Kegel Exercises


Although Kegel exercises are most familiar to women experiencing urinary leakage after childbirth, these exercises are an equally effective tool to help men improve bladder control. For many men, doing Kegel exercises has the added benefit of improving erectile dysfunction and premature ejaculation.


A woman's pelvic floor muscles and organs

Your pelvic floor muscles support the rectum, urethra, bladder and other organs in the pelvis. Kegel exercises strengthen these muscles and help keep the bladder closed. Toning these muscles regularly can help you control bladder leakage and lower your risk of hemorrhoids.


The first step is to find the right muscles. The illustrations on this page identify the pelvic floor muscles and the organs they support. To help identify your own pelvic floor muscles, imagine that you are trying to stop yourself from passing gas. Squeeze the muscles you would use. If you sense a “pulling” feeling, those are the right muscles for pelvic exercises.

A man's pelvic floor muscles and organs

As you are learning, do your Kegels lying down so your muscles do not need to work against gravity. Try to isolate and squeeze just the pelvic floor muscles without tightening your stomach, leg or buttocks at the same time. To do the exercise, squeeze or pull in the pelvic muscles; hold for a count of 5 and relax for a count of 5. Your daily goal should be three sessions of 10 Kegels, each held to the count of 5.

As your muscles get stronger, begin doing your exercises while sitting and standing, too. This will put more weight on the muscles, boosting your workout and improving your control. Practicing all three positions every day makes the muscles strongest.

RAW DATA:

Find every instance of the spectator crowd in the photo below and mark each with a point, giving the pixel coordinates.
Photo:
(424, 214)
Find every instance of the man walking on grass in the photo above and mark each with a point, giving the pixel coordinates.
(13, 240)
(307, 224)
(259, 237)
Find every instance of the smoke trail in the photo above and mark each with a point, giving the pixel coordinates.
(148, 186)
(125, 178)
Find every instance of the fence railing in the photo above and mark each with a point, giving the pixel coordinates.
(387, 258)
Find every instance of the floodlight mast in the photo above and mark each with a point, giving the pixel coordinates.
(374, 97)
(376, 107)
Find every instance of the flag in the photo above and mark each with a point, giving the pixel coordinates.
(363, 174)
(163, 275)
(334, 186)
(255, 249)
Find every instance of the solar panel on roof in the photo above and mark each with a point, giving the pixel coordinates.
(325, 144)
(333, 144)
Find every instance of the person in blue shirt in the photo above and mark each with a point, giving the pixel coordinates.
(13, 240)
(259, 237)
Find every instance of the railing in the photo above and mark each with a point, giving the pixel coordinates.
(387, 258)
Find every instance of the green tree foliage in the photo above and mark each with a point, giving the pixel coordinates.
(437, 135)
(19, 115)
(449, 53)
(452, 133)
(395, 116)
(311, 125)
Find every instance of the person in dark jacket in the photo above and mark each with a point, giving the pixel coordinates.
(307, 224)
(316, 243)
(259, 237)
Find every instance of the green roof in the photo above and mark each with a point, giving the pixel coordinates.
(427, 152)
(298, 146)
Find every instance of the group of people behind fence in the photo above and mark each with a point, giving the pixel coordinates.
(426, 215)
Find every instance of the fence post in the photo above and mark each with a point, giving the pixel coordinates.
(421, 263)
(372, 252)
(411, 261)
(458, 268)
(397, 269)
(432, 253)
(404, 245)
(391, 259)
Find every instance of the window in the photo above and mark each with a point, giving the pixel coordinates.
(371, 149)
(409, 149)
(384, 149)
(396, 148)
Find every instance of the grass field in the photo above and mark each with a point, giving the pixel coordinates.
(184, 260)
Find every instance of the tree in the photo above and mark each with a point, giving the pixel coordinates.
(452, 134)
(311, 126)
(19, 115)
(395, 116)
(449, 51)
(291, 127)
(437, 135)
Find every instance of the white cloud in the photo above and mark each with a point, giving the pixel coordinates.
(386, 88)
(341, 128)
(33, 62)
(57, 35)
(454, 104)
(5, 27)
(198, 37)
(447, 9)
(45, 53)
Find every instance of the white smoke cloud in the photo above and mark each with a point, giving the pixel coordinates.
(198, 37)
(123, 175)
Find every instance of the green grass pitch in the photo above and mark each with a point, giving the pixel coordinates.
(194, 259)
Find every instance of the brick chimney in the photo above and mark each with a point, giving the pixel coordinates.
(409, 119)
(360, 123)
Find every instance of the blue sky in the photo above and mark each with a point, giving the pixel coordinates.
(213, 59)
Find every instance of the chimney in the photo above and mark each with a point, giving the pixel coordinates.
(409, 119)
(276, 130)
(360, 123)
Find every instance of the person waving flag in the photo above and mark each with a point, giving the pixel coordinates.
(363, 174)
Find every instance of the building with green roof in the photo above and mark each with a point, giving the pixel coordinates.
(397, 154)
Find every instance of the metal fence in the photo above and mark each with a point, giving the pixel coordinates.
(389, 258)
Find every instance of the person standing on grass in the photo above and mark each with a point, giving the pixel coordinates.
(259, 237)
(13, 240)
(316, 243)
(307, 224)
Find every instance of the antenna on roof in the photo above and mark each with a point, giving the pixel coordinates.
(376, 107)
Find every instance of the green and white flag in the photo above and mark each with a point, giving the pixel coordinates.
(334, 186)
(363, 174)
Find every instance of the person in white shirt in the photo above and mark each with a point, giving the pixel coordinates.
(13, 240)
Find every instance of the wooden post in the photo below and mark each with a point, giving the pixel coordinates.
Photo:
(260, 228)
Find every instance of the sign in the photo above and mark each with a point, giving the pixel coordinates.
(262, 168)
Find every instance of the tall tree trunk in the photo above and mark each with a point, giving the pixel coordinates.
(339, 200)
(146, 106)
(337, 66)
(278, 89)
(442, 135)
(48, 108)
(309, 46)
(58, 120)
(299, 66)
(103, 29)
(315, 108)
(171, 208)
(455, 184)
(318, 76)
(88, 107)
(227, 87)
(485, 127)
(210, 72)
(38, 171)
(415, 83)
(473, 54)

WHAT YOU NEED TO DO:
Answer these from the text on Kegel exercises:
(a) Which organs do the pelvic floor muscles support?
(b) What should you imagine doing to find your own pelvic floor muscles?
(c) What is the daily goal for Kegel exercises?

OUTPUT FOR THIS EXERCISE:
(a) The rectum, urethra, bladder and other organs in the pelvis.
(b) Trying to stop yourself from passing gas.
(c) Three sessions of 10 Kegels, each held to the count of 5.